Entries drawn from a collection
----

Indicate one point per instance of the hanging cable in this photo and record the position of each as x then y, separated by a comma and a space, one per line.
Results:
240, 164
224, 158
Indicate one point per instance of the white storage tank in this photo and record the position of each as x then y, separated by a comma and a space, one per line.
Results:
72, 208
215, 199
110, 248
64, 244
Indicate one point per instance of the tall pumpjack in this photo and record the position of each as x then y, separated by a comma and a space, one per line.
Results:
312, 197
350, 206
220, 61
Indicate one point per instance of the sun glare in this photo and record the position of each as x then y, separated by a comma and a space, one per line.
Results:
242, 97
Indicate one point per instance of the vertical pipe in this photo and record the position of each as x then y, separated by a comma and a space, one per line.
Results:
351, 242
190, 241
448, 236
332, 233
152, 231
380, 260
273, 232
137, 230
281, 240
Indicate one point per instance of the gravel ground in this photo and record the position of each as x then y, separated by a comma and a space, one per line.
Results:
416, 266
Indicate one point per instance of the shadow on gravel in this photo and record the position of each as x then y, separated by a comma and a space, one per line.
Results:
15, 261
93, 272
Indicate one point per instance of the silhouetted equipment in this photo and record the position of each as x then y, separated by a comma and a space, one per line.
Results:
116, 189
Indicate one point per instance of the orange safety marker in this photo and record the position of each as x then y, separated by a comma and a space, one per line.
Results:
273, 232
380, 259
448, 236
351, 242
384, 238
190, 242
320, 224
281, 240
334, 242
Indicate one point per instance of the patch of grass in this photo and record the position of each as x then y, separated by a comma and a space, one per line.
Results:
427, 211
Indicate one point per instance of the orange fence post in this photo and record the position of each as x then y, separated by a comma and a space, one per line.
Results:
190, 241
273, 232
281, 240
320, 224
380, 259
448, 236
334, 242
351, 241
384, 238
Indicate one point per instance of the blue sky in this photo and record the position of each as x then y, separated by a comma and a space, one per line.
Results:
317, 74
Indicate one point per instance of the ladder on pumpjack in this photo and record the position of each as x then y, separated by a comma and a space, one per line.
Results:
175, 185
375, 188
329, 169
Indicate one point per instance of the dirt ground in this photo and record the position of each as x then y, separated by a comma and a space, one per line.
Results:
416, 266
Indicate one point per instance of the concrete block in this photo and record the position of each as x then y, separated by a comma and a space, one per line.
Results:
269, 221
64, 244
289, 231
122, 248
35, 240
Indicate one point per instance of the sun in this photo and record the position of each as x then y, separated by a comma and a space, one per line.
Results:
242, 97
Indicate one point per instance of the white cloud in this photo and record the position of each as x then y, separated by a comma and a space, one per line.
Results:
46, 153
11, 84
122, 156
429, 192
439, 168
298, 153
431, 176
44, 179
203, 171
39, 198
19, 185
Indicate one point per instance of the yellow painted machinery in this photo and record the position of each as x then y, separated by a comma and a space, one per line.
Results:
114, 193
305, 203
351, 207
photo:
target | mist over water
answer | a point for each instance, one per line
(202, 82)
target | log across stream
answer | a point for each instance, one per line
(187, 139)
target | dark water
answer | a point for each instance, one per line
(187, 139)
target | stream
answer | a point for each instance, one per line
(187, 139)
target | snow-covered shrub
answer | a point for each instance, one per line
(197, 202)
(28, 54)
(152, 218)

----

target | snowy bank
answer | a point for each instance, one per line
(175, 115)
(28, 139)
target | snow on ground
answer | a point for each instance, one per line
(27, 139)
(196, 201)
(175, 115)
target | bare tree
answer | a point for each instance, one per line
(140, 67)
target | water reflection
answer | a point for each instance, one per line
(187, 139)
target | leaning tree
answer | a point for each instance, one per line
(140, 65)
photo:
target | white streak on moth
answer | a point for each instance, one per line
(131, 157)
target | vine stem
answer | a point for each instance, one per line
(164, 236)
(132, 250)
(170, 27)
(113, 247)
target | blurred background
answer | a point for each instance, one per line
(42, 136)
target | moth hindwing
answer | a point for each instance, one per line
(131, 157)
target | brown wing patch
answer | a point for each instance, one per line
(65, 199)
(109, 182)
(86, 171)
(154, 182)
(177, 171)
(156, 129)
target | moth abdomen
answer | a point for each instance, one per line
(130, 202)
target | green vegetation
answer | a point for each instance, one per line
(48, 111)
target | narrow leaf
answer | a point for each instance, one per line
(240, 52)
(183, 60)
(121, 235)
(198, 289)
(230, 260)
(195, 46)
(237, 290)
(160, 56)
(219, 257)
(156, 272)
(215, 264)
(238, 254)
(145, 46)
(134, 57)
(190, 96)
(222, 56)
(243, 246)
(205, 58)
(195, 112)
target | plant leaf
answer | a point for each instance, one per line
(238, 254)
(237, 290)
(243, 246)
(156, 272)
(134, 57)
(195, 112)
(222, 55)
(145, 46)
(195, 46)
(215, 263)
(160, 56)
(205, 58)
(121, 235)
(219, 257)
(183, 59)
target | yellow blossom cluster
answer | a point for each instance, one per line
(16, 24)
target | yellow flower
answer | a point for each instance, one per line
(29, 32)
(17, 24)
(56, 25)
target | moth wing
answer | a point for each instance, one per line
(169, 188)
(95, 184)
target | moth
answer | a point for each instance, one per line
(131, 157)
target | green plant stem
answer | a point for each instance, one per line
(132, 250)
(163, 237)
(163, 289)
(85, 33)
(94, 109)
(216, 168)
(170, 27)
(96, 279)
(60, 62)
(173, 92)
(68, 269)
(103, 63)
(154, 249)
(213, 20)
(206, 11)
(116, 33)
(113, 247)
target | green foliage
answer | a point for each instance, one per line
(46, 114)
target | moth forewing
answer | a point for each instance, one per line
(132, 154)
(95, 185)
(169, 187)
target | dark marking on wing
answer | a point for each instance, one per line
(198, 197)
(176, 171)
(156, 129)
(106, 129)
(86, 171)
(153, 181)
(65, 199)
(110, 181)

----

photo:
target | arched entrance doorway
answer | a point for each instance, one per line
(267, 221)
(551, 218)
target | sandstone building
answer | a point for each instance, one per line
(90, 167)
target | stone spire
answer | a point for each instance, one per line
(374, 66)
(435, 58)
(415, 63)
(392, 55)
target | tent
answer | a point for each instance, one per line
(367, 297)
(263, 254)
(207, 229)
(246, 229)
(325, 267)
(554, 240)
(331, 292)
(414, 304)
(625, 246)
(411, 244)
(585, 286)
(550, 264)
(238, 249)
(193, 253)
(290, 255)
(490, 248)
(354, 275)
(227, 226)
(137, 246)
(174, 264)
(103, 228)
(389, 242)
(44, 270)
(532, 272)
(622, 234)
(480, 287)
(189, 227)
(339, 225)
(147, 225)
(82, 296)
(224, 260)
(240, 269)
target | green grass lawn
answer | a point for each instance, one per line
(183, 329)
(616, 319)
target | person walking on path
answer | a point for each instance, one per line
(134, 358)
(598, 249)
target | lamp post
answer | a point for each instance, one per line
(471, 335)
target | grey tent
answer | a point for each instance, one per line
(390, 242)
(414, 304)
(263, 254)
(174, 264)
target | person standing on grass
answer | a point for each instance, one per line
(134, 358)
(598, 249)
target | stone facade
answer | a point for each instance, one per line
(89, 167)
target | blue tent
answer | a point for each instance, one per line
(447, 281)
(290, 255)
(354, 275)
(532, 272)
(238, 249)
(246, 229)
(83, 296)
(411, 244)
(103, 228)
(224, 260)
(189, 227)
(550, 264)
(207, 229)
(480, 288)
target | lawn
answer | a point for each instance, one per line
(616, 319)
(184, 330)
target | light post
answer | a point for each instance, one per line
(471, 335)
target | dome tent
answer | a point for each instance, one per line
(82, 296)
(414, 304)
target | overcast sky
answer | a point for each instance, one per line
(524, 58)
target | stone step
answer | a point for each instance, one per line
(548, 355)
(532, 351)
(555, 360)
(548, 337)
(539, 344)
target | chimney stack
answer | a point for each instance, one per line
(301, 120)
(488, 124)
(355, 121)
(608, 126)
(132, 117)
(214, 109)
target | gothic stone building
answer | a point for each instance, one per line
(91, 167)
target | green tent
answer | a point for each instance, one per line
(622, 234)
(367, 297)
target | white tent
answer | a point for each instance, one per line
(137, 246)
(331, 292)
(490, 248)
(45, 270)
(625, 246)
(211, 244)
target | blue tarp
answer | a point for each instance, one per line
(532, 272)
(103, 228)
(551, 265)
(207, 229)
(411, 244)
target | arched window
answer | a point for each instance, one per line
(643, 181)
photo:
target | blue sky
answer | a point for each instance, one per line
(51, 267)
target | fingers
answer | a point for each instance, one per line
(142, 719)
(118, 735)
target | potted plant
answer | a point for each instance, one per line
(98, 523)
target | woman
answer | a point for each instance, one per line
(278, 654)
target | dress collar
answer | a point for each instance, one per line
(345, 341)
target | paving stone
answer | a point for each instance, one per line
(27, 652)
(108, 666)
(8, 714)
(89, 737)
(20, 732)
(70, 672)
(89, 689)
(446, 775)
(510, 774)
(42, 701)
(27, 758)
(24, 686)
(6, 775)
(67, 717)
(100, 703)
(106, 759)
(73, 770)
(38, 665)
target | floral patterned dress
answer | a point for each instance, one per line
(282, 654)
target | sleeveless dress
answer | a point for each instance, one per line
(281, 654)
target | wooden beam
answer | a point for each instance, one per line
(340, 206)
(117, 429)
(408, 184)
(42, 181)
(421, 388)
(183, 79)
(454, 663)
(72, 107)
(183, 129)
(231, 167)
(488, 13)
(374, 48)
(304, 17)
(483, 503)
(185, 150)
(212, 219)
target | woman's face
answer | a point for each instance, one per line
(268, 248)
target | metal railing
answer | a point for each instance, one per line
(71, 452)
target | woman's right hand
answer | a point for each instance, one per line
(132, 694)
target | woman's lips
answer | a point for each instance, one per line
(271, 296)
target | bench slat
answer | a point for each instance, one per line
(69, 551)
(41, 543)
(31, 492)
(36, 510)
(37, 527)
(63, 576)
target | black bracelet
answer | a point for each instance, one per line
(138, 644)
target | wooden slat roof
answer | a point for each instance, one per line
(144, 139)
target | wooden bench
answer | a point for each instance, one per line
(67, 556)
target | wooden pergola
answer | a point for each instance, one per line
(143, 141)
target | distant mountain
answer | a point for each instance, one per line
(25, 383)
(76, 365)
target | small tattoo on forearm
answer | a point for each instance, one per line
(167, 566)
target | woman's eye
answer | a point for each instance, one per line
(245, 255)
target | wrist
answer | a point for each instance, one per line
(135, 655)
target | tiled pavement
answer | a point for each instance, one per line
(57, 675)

----

**Problem statement:**
Pick out every line in the entries above that contains the string "slat" and copy each one.

**Solution:**
target | bench slat
target | wooden slat roof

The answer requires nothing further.